What this task involves >>
Please rewrite the material below as a two-column CSV with the headers input and output, one row per block: the input column holds the block's text and the output column holds its answer, each as a single quoted field with every line break replaced by a space.

-- BEGIN --

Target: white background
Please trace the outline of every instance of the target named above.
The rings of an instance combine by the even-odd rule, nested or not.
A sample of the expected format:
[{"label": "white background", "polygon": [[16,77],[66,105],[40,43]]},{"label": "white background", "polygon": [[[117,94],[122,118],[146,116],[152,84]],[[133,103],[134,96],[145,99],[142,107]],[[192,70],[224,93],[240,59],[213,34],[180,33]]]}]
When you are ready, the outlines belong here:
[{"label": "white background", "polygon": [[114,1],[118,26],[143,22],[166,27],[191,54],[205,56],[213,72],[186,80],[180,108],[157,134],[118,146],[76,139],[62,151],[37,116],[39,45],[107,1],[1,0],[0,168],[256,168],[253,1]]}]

-- END --

Solved exercise >>
input,output
"Target: white background Please trace the outline of every instance of the target named above. The rings of an instance combine by the even-odd rule, nested or not. A sample of the expected format: [{""label"": ""white background"", ""polygon"": [[16,77],[66,105],[40,43]]},{""label"": ""white background"", ""polygon"": [[[117,94],[122,118],[146,116],[152,84]],[[133,103],[134,96],[145,99],[142,107]],[[192,70],[224,93],[240,59],[213,34],[180,33]]]}] When you are ready, the outlines belong here:","[{""label"": ""white background"", ""polygon"": [[114,1],[118,26],[143,22],[166,27],[191,54],[205,56],[213,72],[186,80],[180,108],[157,134],[118,146],[76,139],[62,151],[37,116],[39,45],[107,1],[1,0],[0,168],[256,168],[253,1]]}]"